Display each line of the data below that contains the string "green".

[Stored data entries]
━━━━━━━━━━━━━━━━
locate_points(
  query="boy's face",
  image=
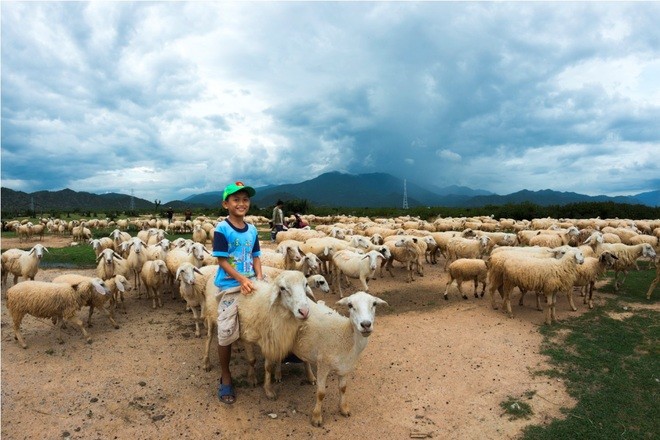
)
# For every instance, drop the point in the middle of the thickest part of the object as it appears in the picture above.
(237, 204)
━━━━━━━━━━━━━━━━
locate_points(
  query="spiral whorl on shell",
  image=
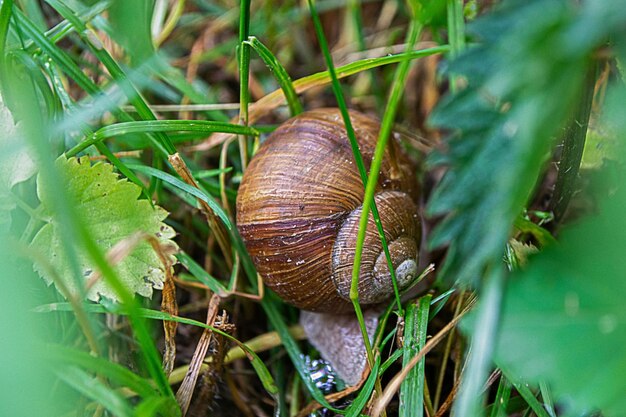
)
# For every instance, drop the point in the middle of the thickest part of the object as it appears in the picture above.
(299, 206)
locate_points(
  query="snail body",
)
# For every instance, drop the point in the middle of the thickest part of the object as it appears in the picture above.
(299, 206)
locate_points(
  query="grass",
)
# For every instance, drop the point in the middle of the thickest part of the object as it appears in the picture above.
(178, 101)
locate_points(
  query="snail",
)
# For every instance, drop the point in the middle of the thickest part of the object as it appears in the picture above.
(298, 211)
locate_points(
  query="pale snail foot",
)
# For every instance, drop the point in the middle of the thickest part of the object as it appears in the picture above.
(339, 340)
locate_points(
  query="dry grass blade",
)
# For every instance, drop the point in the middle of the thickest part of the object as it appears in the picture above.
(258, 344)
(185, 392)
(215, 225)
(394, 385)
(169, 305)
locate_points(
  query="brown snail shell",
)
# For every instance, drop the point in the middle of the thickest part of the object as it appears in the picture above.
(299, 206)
━━━━━━━━━━━━━━━━
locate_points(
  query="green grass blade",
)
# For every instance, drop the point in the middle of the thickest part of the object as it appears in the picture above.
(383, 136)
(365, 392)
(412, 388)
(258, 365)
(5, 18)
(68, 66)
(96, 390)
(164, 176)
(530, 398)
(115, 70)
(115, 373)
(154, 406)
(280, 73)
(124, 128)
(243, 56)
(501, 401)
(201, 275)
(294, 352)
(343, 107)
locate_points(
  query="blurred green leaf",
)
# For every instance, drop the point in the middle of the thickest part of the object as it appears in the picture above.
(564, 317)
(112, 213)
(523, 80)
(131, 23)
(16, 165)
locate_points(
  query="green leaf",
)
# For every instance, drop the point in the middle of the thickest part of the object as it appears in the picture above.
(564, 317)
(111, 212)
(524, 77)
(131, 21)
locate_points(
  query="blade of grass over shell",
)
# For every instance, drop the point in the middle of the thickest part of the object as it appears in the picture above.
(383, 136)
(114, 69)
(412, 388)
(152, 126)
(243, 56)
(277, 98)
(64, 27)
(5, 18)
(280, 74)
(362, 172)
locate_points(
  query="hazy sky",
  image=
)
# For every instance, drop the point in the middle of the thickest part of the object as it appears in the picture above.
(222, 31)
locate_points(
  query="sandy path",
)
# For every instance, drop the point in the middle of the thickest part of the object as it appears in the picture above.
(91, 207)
━━━━━━━━━━━━━━━━
Exercise response →
  query="green grass blade",
  query="blurred green leaf",
  query="green leaf",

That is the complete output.